### YANG HARUS DIKERJAKAN
Menurut ulasan buku di bawah, siapa penerjemah buku Islam dan Teologi Pembebasan?

### TEKS HALAMAN
Islam Memembasakan Umat Manusia

113

Judul Buku                  : Islam dan Teologi Pembebasan

Penulis                         : Asghar Ali Engineer

Penerjemah                  : Agung Prihantoro

Penerbit                       : Pustaka Pelajar Yogyakarta

Tahun Terbit                : 2021 (Cetakan ke-6)

Tebal Halaman            : 332 halaman

 

Masyarakat di era ini masih banyak yang belum mengenal Islam secara baik dan benar, sehingga masih banyak kalangan yang menganggap Islam hanya sebatas spiritual saja. Selain itu, banyak pula kalangan yang tidak memahami Islam secara implisit atau hanya memahami Islam secara tekstual saja, bukan kontekstual. Padahal, Islam bisa diterima banyak kalangan sepanjang abad melalui pembaharuan pemahaman terhadap teks suci, bukan pembaharuan teksnya. Pemahaman yang testual dan ketidakterbukaan menyebabkan pengekangan terhadap umatnya, dan menunjukkan kesan tidak baik di hadapan umat lain.

Di satu sisi, Islam merupakan sebuah lembaga agama yang mengatur tata cara beribadah dan aturan spiritual lainnya. Di sisi lain, Islam juga diyakini sebagai tatanan sosial yang mengatur hubungan antar manusia. Oleh karena itu, dalam agama Islam ada dua konsep hubungan kausalitas, habluminallah sebagai hubungan spiritual dengan Yang Maha Pencipta, dan habluminannas sebagai hubungan sosial dengan sesama manusia. Dalam menciptakan hubungan yang baik antara sesama manusia perlu diperhatikan bahwa Islam sangat memandang kesejahteraan manusia, tidak membedakan atas dasar latar belakang apapun. Islam juga menentang penindasan dan eksploitasi.

### INFORMASI YANG DIBERIKAN
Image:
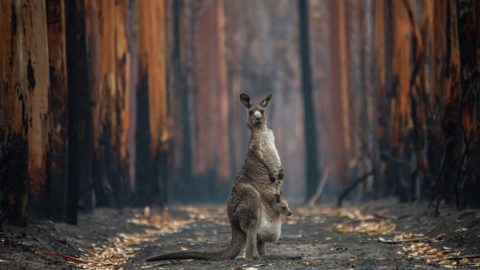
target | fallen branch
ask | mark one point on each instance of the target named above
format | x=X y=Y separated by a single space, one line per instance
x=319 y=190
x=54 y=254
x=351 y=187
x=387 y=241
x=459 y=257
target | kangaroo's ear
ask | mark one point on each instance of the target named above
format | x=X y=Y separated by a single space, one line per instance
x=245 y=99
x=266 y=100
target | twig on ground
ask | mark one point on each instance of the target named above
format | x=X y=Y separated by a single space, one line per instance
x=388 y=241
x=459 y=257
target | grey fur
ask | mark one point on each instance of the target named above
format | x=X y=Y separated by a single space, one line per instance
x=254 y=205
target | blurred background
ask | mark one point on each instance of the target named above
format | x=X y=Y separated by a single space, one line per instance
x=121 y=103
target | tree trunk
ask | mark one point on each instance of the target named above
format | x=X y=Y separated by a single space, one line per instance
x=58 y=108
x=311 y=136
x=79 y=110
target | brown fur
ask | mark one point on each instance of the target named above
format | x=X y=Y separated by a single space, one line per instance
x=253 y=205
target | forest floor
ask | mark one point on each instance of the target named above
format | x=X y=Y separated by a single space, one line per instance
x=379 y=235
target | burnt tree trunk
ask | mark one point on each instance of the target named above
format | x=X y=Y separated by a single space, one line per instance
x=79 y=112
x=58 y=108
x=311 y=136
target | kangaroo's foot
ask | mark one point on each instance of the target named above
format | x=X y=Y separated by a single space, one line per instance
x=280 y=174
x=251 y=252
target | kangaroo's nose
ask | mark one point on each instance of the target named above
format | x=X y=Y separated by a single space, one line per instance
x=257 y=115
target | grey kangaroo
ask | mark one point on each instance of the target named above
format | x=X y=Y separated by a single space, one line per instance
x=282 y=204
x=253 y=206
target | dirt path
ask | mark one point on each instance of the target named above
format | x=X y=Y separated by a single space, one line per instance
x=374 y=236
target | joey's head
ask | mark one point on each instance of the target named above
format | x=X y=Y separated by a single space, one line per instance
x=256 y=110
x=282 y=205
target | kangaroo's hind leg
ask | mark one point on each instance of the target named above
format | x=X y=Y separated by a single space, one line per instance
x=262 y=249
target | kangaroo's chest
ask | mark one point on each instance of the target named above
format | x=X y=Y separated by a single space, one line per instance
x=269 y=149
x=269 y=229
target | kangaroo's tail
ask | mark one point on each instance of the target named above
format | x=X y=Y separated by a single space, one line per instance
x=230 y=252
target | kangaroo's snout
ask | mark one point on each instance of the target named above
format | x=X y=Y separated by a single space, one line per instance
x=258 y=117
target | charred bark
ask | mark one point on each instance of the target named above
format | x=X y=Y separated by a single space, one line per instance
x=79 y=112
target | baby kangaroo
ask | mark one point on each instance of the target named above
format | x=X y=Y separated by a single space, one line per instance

### JAWABAN TERTULIS
Agung Prihantoro.